(Problem to solve)
Rewrite the rows below as a numbered list with one line per item, skipping any blank lines. Leave the pictures out of your answer.

************

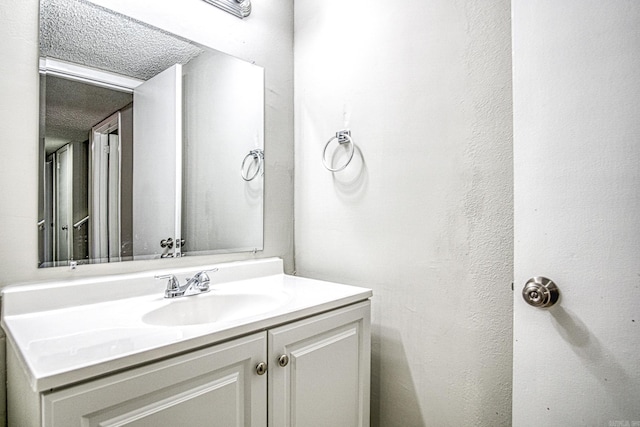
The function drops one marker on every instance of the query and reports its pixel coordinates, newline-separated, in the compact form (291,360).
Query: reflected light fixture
(239,8)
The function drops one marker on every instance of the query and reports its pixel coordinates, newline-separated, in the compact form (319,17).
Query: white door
(214,387)
(63,205)
(577,211)
(319,370)
(104,219)
(157,160)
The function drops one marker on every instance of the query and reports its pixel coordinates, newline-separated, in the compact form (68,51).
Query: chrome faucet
(198,284)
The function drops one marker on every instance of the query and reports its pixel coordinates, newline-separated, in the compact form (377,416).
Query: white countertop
(60,343)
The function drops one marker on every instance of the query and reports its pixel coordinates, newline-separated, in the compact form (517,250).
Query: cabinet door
(217,386)
(326,380)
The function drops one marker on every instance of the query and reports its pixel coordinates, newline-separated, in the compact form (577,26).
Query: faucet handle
(173,284)
(202,277)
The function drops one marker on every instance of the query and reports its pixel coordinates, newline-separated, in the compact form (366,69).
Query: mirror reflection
(151,146)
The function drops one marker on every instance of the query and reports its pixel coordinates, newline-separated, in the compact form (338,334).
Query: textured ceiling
(84,33)
(73,108)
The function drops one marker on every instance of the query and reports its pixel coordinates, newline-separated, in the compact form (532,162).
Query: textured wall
(265,37)
(423,215)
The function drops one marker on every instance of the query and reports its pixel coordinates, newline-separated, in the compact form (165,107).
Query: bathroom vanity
(260,349)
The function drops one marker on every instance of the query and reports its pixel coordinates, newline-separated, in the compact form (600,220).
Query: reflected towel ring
(343,137)
(255,155)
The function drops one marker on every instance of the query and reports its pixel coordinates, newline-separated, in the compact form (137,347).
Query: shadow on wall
(351,182)
(393,392)
(600,361)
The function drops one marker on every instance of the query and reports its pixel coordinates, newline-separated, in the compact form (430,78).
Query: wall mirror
(151,146)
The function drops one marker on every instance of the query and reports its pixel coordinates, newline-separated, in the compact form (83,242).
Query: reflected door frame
(63,202)
(104,196)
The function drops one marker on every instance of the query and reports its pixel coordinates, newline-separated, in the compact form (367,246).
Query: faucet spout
(195,285)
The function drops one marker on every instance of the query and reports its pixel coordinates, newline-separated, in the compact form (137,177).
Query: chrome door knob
(540,292)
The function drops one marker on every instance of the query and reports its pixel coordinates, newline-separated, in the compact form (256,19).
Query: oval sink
(213,307)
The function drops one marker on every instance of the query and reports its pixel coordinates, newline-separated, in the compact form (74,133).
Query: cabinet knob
(283,360)
(261,368)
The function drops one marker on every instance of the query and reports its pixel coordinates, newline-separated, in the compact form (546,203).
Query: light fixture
(239,8)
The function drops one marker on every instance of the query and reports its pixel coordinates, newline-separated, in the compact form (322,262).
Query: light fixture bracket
(239,8)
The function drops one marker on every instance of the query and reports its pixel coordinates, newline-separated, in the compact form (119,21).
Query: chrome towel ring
(256,155)
(343,137)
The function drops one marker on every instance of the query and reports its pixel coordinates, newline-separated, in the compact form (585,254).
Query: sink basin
(213,307)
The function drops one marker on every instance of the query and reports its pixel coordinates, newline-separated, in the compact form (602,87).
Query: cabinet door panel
(326,382)
(214,387)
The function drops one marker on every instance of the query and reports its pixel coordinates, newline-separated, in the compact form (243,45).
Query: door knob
(540,292)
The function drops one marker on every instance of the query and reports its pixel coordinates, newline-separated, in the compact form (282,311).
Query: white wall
(424,214)
(265,37)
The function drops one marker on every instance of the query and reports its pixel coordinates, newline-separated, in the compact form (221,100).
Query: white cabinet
(325,378)
(217,386)
(324,382)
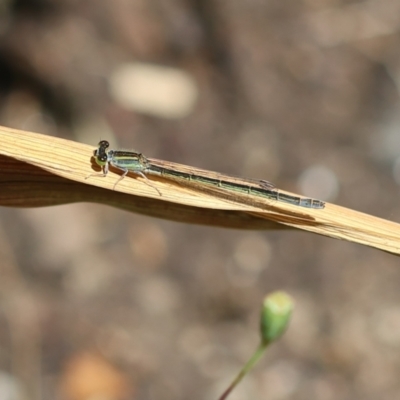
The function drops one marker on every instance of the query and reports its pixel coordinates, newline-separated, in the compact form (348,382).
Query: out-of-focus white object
(158,91)
(320,182)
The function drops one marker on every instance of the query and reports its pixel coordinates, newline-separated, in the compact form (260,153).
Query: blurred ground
(97,302)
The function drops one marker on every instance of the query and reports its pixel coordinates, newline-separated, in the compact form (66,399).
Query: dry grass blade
(38,170)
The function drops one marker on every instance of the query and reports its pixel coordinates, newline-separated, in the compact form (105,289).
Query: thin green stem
(250,364)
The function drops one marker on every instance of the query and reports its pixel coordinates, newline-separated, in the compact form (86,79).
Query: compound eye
(104,144)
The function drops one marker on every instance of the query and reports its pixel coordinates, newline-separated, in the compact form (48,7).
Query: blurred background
(99,303)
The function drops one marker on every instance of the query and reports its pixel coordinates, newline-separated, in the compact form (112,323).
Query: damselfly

************

(Reply)
1. The function drops one marker on every instance of the query and reports its pixel coordinates, newline-separated, in the compact form (291,360).
2. Query: reflected light fixture
3. (239,8)
4. The function drops one marker on every instance of the query and reports its pixel coordinates, newline-separated, in the compact form (319,17).
5. Query: white door
6. (214,387)
7. (63,205)
8. (577,211)
9. (319,370)
10. (104,219)
11. (157,160)
12. The function drops one marker on every instance of the query and reports its pixel coordinates, newline-separated, in the compact form (68,51).
13. Query: chrome faucet
14. (198,284)
15. The function drops one marker on every instance of the query and reports its pixel coordinates, newline-separated, in the compact form (377,416).
16. Query: white countertop
17. (60,343)
18. The function drops one marker on every instance of the query and reports its pixel coordinates, newline-separated, in the compact form (517,250).
19. Query: cabinet door
20. (217,386)
21. (326,380)
22. The function drops one marker on every instance of the query and reports its pixel coordinates, newline-separated, in the compact form (577,26).
23. Query: faucet handle
24. (173,284)
25. (202,277)
26. The function drops one marker on every instance of the query and reports its pixel coordinates, newline-separated, in the compact form (366,69).
27. Query: mirror reflection
28. (151,146)
29. The function drops one marker on every instance of the query and reports its pixel coordinates, newline-separated, in the compact form (338,334).
30. Query: textured ceiling
31. (84,33)
32. (73,108)
33. The function drops one marker on every instance of the query and reports its pixel coordinates, newline-separated, in the compact form (532,162).
34. Query: textured wall
35. (265,37)
36. (423,215)
37. The function drops one marker on every instance of the query and reports its pixel coordinates, newline-separated, in the compact form (165,107).
38. Query: bathroom vanity
39. (260,349)
40. The function drops one marker on every instance of the query and reports its pixel coordinates, newline-separated, in the compact form (600,220).
41. Query: reflected towel ring
42. (343,137)
43. (255,155)
44. The function drops one marker on every instance of the query and reports its pixel coordinates, newline-separated, in the compact form (137,347).
45. Query: shadow on wall
46. (351,182)
47. (393,392)
48. (600,361)
49. The function drops one marker on every instance of the query and reports its pixel coordinates, newline-separated, in the compact form (430,78).
50. Query: wall mirror
51. (151,146)
52. The function drops one marker on every instance of the query and reports its pixel coordinates, newline-separated, in the compact form (83,242).
53. Query: reflected door frame
54. (63,202)
55. (104,196)
56. The function drops one marker on every instance of the query and reports its pixel coordinates, newline-separated, in the compact form (367,246).
57. Query: faucet spout
58. (195,285)
59. The function drops one marker on every instance of the query and reports its pixel coordinates, newline-separated, in the compact form (137,177).
60. Query: chrome door knob
61. (540,292)
62. The function drops one marker on every instance of the query and reports its pixel coordinates, newline-separated, in the compact form (256,19).
63. Query: oval sink
64. (213,307)
65. The function drops one marker on every instance of the query and reports its pixel coordinates, newline-separated, in the compact form (74,133).
66. Query: cabinet knob
67. (283,360)
68. (261,368)
69. The function drops one marker on every instance of the query and reports its pixel coordinates, newline-separated, in the compact form (546,203).
70. Query: light fixture
71. (239,8)
72. The function drops one marker on every instance of the query and reports its pixel coordinates, newline-separated, in the compact form (322,262).
73. Query: light fixture bracket
74. (239,8)
75. The function drops one marker on every instance of the query and reports its pixel coordinates, newline-separated, in the compact form (119,21).
76. Query: chrome towel ring
77. (256,155)
78. (343,137)
79. The function drops one marker on every instance of the query and reports its pixel coordinates, newline-separated, in the compact form (585,254).
80. Query: sink basin
81. (213,307)
82. The function drops one marker on every instance of the query and reports its pixel coordinates, newline-separated, in the compact form (602,87).
83. Query: cabinet door panel
84. (326,382)
85. (214,387)
86. The function drops one marker on every instance of the query and reports its pixel coordinates, newline-separated, in the compact form (243,45).
87. Query: door knob
88. (540,292)
89. The function drops one marker on every instance of the query and reports its pixel coordinates, newline-separated, in the compact form (282,311).
90. Query: white wall
91. (424,214)
92. (265,37)
93. The function drops one marker on every instance of the query and reports its pixel coordinates, newline-separated, in the compact form (221,100).
94. Query: white cabinet
95. (325,378)
96. (217,386)
97. (324,382)
98. The function drops one marker on every instance of the query and reports its pixel coordinates, newline-separated, in the compact form (348,382).
99. Query: out-of-focus white object
100. (158,91)
101. (320,182)
102. The function drops one marker on every instance of the query and reports its pixel coordinates, newline-separated, in the compact form (260,153).
103. Query: blurred ground
104. (97,302)
105. The function drops one marker on every instance of the query and reports its pixel coordinates, newline-separated, in the compact form (66,399).
106. Query: dry grass blade
107. (38,170)
108. The function drops one marker on every instance of the query and reports its pixel coordinates, newline-separated, in the compact form (105,289).
109. Query: thin green stem
110. (250,364)
111. The function drops one marker on every instance of the query and reports its pixel coordinates, newline-separated, in the compact form (86,79).
112. Query: compound eye
113. (104,144)
114. The function drops one marker on every instance of the query and reports its pixel coordinates, newline-separated, in the compact form (48,7).
115. Query: blurred background
116. (99,303)
117. The function drops one marker on every instance of the query and reports its pixel coordinates, newline-separated, in the compact form (112,323).
118. Query: damselfly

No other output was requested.